# Provided information

· · · ·

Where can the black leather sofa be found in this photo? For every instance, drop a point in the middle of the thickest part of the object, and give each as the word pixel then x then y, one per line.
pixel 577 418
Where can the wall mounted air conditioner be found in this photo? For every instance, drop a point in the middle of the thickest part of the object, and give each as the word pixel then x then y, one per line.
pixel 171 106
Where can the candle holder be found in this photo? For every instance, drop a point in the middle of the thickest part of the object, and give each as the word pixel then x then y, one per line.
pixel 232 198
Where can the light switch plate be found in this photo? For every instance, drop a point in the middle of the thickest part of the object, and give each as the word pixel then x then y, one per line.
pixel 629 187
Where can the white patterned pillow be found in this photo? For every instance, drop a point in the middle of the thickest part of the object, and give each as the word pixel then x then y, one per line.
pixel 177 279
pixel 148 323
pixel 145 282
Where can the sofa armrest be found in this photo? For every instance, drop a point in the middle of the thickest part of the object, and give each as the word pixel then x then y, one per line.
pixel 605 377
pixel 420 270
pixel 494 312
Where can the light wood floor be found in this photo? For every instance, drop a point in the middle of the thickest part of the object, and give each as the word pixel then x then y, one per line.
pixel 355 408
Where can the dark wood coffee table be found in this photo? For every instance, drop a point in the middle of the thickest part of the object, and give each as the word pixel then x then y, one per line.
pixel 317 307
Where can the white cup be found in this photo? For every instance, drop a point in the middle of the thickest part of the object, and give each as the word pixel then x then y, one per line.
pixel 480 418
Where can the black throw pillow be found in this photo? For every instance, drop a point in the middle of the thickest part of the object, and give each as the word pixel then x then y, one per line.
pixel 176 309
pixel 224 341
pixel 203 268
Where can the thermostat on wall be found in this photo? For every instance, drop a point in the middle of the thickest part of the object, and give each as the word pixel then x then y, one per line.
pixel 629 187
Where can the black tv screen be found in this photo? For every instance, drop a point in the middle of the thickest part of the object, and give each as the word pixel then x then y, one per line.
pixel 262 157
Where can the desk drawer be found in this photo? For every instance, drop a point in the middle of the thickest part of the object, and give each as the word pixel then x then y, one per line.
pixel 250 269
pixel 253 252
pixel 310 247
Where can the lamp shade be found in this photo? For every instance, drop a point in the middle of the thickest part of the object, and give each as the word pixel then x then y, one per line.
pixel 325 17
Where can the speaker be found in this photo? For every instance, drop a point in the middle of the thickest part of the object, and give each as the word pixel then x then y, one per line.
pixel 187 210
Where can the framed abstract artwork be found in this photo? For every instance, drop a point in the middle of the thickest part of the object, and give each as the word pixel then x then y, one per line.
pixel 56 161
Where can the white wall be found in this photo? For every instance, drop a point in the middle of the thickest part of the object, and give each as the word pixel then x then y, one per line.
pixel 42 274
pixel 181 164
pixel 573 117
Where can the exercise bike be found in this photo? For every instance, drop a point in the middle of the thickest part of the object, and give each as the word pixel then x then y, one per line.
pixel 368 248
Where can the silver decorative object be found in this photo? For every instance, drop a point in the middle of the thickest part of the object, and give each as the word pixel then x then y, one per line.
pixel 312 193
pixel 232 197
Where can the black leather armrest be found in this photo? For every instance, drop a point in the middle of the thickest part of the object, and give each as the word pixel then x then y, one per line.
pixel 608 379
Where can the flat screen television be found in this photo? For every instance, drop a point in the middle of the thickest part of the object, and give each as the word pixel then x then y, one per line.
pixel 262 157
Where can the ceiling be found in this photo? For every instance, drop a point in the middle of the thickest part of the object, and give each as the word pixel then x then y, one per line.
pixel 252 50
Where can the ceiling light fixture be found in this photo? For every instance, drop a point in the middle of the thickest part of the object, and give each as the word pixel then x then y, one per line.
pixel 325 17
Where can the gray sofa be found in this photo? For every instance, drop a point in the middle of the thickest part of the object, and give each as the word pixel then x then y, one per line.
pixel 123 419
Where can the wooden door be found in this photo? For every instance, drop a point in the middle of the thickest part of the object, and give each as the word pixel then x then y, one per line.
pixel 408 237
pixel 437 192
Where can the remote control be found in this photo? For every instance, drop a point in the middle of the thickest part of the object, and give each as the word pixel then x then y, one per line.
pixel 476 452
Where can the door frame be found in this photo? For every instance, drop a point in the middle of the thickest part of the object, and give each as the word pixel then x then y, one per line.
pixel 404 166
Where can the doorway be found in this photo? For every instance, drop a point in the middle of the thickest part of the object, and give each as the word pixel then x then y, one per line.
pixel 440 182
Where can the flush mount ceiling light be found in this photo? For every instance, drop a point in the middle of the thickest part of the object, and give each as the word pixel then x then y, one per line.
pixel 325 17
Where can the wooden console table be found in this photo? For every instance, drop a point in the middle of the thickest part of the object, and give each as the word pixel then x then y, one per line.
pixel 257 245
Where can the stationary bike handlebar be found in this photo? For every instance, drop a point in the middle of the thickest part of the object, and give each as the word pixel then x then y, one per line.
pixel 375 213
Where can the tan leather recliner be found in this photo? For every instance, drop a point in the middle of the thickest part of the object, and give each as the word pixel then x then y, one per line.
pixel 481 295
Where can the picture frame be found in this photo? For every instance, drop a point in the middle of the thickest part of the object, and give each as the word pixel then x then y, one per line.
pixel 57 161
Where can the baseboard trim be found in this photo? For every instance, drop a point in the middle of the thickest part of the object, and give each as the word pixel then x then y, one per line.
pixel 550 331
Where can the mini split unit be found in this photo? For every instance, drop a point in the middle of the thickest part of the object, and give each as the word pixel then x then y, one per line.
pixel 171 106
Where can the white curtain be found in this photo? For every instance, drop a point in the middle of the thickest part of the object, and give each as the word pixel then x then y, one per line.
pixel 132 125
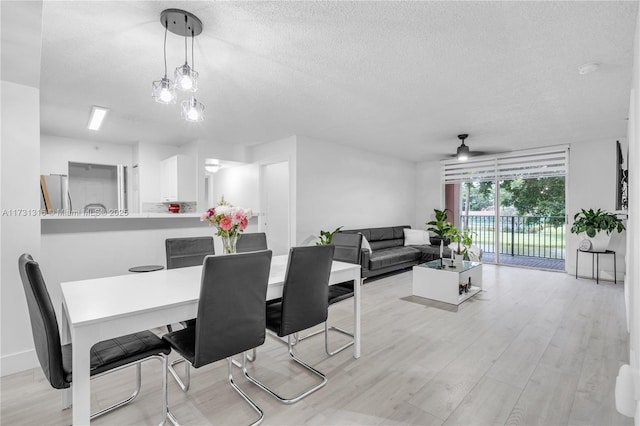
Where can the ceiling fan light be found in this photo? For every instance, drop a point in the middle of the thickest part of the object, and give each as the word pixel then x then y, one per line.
pixel 186 78
pixel 463 152
pixel 164 91
pixel 192 110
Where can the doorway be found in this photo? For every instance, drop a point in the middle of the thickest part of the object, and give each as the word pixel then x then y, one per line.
pixel 275 215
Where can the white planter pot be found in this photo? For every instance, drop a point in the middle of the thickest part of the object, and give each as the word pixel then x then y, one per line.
pixel 600 242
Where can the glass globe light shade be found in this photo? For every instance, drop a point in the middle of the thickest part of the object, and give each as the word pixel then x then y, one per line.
pixel 163 91
pixel 186 78
pixel 192 110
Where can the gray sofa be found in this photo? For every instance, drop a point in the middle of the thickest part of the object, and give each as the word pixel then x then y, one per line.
pixel 388 252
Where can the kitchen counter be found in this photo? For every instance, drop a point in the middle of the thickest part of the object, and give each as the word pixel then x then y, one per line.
pixel 120 215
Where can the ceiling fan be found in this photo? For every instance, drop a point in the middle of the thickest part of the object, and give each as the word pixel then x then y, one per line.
pixel 463 153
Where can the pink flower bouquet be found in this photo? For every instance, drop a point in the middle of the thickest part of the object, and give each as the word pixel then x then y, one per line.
pixel 230 221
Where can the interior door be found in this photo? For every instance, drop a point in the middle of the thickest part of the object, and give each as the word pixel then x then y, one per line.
pixel 275 202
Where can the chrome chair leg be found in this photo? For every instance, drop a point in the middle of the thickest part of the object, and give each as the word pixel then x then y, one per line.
pixel 251 358
pixel 297 398
pixel 184 385
pixel 136 392
pixel 253 405
pixel 326 338
pixel 244 396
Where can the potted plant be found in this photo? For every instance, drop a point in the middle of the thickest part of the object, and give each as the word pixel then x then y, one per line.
pixel 464 239
pixel 326 236
pixel 597 225
pixel 440 227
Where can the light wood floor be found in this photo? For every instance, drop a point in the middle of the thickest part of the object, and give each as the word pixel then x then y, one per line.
pixel 535 347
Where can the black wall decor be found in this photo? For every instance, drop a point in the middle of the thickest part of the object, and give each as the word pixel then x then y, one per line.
pixel 622 174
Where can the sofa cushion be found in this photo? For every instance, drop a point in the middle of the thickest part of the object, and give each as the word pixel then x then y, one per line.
pixel 415 237
pixel 392 256
pixel 383 244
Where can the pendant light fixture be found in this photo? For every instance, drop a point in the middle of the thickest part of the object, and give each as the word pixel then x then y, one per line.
pixel 185 24
pixel 186 77
pixel 163 90
pixel 463 150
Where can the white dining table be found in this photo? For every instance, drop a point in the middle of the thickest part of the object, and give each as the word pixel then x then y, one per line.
pixel 103 308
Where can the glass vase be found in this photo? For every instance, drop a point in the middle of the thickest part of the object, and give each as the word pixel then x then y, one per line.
pixel 229 243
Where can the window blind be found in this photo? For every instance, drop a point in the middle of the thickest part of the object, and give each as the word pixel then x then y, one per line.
pixel 512 165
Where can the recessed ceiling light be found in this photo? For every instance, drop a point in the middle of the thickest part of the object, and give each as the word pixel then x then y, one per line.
pixel 588 68
pixel 96 117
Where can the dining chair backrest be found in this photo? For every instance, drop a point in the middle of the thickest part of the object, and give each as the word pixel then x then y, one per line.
pixel 306 283
pixel 251 242
pixel 231 310
pixel 348 247
pixel 183 252
pixel 46 335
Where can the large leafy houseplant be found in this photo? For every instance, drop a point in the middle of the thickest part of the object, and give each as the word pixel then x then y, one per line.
pixel 326 236
pixel 440 227
pixel 464 239
pixel 591 222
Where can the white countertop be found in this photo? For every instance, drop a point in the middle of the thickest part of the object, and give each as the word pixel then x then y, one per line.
pixel 123 216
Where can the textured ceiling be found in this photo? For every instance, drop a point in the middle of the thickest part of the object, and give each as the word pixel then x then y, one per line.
pixel 400 78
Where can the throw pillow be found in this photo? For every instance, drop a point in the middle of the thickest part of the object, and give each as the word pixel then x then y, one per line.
pixel 415 237
pixel 365 244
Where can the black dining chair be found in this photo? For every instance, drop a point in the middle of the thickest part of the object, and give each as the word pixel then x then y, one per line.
pixel 191 251
pixel 182 253
pixel 348 248
pixel 230 317
pixel 303 305
pixel 106 356
pixel 251 242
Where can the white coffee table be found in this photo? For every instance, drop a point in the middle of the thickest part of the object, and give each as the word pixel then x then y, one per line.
pixel 432 282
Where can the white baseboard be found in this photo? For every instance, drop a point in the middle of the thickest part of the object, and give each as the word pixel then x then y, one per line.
pixel 17 362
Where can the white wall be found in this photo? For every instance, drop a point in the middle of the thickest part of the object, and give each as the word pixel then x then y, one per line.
pixel 20 233
pixel 239 185
pixel 339 185
pixel 149 157
pixel 19 174
pixel 592 184
pixel 429 192
pixel 632 283
pixel 56 153
pixel 276 152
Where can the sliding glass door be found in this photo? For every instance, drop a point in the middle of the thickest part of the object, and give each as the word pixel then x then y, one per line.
pixel 523 221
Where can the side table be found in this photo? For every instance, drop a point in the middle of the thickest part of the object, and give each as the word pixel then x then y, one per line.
pixel 597 254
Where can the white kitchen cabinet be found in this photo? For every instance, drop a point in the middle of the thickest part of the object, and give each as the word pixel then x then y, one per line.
pixel 178 179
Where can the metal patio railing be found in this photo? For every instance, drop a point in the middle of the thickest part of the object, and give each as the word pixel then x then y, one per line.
pixel 532 236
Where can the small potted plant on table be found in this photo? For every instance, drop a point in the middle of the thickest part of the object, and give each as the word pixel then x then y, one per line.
pixel 440 227
pixel 464 239
pixel 597 226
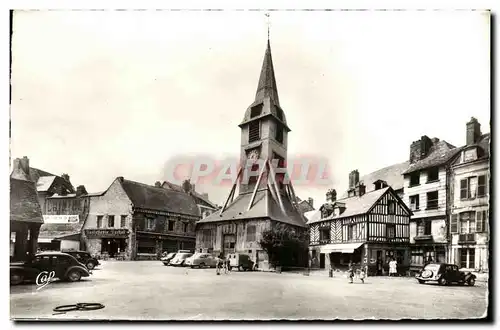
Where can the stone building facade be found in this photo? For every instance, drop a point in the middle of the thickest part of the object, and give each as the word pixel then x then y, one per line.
pixel 470 214
pixel 135 221
pixel 263 200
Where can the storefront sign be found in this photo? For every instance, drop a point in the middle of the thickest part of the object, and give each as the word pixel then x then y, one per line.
pixel 106 233
pixel 61 218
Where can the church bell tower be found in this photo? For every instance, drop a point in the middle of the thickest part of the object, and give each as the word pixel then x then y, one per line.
pixel 264 131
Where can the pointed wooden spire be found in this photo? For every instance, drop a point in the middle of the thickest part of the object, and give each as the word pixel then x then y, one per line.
pixel 267 81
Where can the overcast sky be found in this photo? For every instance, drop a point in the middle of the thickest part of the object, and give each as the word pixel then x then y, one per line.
pixel 104 94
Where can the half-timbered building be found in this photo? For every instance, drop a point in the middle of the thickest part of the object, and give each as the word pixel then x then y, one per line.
pixel 366 229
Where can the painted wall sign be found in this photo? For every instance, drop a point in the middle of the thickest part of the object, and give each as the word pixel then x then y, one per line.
pixel 106 232
pixel 61 218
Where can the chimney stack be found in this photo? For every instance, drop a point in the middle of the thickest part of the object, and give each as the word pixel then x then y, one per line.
pixel 21 169
pixel 360 189
pixel 310 201
pixel 420 149
pixel 80 191
pixel 331 195
pixel 353 179
pixel 473 131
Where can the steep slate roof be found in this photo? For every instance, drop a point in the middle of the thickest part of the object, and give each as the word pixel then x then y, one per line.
pixel 439 154
pixel 24 205
pixel 392 175
pixel 45 182
pixel 355 205
pixel 160 199
pixel 200 199
pixel 267 93
pixel 267 82
pixel 263 206
pixel 35 174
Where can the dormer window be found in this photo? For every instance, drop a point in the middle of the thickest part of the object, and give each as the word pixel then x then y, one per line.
pixel 470 155
pixel 433 174
pixel 279 134
pixel 279 113
pixel 256 110
pixel 414 179
pixel 254 131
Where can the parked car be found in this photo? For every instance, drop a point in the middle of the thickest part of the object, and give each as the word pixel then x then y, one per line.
pixel 240 261
pixel 444 274
pixel 201 260
pixel 84 257
pixel 167 258
pixel 65 267
pixel 180 258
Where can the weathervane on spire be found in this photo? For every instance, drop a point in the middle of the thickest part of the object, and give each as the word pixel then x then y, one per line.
pixel 268 21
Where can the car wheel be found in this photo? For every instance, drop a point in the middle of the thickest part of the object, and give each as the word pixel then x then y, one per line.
pixel 74 276
pixel 16 278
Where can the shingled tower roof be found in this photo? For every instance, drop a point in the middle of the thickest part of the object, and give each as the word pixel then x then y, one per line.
pixel 267 81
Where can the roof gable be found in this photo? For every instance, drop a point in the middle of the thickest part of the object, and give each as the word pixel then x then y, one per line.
pixel 160 199
pixel 440 154
pixel 24 205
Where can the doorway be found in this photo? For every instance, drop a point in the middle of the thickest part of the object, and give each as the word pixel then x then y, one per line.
pixel 113 246
pixel 322 261
pixel 229 244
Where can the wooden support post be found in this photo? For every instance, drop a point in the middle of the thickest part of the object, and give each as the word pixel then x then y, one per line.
pixel 257 186
pixel 277 189
pixel 232 191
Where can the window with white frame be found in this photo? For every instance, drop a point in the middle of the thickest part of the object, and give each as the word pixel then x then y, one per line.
pixel 150 223
pixel 415 202
pixel 481 186
pixel 467 258
pixel 468 222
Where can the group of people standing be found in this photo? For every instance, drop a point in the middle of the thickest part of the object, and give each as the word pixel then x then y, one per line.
pixel 222 265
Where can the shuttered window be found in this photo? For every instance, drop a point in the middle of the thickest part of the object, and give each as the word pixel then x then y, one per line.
pixel 254 131
pixel 251 230
pixel 454 223
pixel 481 186
pixel 481 221
pixel 464 189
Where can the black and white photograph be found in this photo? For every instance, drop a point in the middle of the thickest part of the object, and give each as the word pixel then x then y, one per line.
pixel 250 165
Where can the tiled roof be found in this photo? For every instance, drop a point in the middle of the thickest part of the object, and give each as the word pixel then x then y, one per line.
pixel 392 175
pixel 354 205
pixel 35 174
pixel 24 205
pixel 264 206
pixel 440 153
pixel 160 199
pixel 200 199
pixel 56 230
pixel 45 182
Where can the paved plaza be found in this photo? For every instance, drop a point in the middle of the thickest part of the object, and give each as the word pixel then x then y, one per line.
pixel 147 290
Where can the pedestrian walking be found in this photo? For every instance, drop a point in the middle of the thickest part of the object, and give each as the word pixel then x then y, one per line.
pixel 362 274
pixel 393 267
pixel 350 272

· · · ·

# Task
Reproduce exactly, with nothing added, the lines from the one that contains "Where can the shuttered" to the end of the data.

# The completed task
Where can the shuttered window be found in this photo? For every instance, drop a point in the middle of the thickest part of the object, and give each as the word pixel then x then y, one per line.
pixel 254 131
pixel 251 230
pixel 454 223
pixel 481 186
pixel 481 221
pixel 464 189
Where can the black and white photograph be found in this photo? For every instance, drop a point in the middle of the thickest part of the object, and give each as the word pixel then x then y, one per line.
pixel 250 165
Where can the tiled roof be found in this photo? For every instance, drop a point in the middle of the thickest part of the object, and give each as the word pixel then x then y, one per line.
pixel 392 175
pixel 354 205
pixel 35 174
pixel 24 205
pixel 264 206
pixel 440 153
pixel 160 199
pixel 200 199
pixel 56 230
pixel 45 182
Where can the paved plaza be found in this photo? For every instance, drop a point in the middle of the thickest part of the object, and give each as the word pixel then x then y, one per line.
pixel 147 290
Where can the pedestrian walking be found in this photo? For every instance, drop a point in the middle of the thickest part of the object, and give each as the word pixel then x then y, one per line.
pixel 362 274
pixel 393 267
pixel 350 272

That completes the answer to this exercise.